- **Task instructions**: Only the lines from the one containing "negative clicks: (63, 33)" through the one containing "positive clicks: (223, 134)" should be printed, exactly as they appear below, with both ends included.

[Entries taken from a collection]
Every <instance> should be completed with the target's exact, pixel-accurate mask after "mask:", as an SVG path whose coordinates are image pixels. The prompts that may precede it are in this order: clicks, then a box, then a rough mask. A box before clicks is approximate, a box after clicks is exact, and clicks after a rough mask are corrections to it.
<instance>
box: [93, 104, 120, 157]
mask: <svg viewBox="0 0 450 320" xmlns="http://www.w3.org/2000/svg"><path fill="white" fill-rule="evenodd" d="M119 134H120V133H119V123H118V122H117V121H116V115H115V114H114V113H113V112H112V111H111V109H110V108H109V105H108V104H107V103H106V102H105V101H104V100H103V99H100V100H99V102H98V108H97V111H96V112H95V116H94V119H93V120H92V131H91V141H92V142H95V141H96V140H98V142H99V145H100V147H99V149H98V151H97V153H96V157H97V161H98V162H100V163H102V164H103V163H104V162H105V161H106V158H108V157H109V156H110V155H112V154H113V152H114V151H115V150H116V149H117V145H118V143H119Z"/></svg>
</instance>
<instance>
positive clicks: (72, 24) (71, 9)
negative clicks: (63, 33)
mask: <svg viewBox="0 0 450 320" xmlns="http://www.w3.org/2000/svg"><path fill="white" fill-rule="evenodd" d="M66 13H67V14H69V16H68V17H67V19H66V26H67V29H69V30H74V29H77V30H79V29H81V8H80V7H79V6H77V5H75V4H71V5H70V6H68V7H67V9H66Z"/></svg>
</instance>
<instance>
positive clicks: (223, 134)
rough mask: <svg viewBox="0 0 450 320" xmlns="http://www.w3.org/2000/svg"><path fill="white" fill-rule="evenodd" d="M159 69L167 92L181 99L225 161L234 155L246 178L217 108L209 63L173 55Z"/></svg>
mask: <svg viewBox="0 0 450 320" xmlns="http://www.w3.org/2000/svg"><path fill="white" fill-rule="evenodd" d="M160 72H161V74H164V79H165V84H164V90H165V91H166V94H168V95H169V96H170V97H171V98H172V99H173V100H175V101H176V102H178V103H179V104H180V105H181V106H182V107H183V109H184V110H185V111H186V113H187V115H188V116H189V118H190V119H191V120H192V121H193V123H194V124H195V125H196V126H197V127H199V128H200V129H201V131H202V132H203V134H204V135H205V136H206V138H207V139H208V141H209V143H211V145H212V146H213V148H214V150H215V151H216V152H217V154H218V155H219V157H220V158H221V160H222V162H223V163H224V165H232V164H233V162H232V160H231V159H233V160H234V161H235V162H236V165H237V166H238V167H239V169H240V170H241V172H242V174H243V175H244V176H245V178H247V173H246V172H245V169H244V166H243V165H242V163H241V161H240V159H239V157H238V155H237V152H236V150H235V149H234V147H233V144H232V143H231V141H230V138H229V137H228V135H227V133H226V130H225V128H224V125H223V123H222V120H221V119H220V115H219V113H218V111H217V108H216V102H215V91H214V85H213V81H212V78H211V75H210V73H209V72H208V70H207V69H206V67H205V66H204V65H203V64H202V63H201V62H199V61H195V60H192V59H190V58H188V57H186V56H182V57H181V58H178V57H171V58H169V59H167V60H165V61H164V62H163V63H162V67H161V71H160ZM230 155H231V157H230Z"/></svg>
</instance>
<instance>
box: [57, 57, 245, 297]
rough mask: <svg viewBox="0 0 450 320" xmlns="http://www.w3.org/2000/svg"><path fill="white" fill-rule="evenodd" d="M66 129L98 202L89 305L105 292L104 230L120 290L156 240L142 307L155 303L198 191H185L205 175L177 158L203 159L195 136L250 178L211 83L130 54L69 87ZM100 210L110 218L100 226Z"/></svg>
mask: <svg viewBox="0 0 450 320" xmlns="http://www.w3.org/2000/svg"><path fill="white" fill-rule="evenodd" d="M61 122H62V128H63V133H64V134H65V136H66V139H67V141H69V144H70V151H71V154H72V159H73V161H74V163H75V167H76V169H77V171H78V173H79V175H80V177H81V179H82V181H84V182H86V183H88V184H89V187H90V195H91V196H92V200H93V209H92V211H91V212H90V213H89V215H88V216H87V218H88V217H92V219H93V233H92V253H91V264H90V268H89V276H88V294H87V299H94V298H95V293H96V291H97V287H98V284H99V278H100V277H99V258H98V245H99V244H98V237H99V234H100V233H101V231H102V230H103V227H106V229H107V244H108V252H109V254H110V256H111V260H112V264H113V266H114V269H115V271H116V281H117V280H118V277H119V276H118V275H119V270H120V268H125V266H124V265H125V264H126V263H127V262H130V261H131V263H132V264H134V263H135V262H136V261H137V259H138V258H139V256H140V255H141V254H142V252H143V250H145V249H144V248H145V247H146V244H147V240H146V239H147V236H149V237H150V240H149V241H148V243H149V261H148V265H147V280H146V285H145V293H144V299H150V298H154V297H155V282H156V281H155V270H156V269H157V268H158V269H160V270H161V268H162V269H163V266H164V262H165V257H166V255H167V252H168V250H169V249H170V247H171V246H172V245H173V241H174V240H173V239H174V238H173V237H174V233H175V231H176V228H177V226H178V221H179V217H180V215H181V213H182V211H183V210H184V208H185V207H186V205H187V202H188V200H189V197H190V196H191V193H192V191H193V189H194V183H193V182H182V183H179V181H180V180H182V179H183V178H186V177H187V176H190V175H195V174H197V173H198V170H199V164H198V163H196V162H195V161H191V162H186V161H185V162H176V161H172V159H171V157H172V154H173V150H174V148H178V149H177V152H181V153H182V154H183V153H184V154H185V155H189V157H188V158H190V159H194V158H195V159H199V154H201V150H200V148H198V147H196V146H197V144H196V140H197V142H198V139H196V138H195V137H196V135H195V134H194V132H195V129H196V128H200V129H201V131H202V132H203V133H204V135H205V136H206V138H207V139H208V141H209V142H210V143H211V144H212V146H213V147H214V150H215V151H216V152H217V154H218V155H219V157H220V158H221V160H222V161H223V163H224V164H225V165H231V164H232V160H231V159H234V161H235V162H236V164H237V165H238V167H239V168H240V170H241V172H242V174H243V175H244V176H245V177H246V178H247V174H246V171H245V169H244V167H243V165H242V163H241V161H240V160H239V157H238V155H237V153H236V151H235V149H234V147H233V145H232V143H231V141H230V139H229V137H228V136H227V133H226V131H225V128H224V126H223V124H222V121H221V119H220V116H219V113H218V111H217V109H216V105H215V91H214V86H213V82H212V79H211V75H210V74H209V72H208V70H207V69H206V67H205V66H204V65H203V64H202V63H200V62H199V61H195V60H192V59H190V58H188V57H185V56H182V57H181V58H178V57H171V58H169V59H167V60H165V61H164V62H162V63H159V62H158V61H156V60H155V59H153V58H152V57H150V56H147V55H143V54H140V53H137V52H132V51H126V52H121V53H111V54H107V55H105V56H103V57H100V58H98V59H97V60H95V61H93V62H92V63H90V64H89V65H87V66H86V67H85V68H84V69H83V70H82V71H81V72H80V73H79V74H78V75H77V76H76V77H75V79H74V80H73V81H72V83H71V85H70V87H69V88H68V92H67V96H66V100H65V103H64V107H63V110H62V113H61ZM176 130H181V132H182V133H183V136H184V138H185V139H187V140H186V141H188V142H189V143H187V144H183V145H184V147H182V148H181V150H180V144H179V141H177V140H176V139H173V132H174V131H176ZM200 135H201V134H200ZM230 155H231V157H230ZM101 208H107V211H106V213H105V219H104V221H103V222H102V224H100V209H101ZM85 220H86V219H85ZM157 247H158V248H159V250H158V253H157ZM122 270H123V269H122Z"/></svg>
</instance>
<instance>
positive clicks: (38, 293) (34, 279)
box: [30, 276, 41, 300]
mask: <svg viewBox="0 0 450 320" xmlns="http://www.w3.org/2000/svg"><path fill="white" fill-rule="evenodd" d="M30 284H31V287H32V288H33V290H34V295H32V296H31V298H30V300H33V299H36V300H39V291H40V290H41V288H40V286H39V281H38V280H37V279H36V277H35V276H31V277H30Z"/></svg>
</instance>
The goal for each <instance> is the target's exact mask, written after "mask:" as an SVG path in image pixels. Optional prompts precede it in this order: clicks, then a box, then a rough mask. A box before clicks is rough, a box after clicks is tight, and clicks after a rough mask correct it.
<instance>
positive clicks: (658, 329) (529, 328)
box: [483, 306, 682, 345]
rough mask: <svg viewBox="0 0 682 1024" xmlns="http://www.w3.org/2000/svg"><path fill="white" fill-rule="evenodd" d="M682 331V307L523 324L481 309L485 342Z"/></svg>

- **Answer below**:
negative clicks: (63, 33)
mask: <svg viewBox="0 0 450 320" xmlns="http://www.w3.org/2000/svg"><path fill="white" fill-rule="evenodd" d="M66 13H67V14H69V16H68V17H67V19H66V26H67V29H69V30H74V29H77V30H79V29H81V8H80V7H79V6H77V5H75V4H71V5H70V6H68V7H67V9H66Z"/></svg>
</instance>
<instance>
positive clicks: (223, 134)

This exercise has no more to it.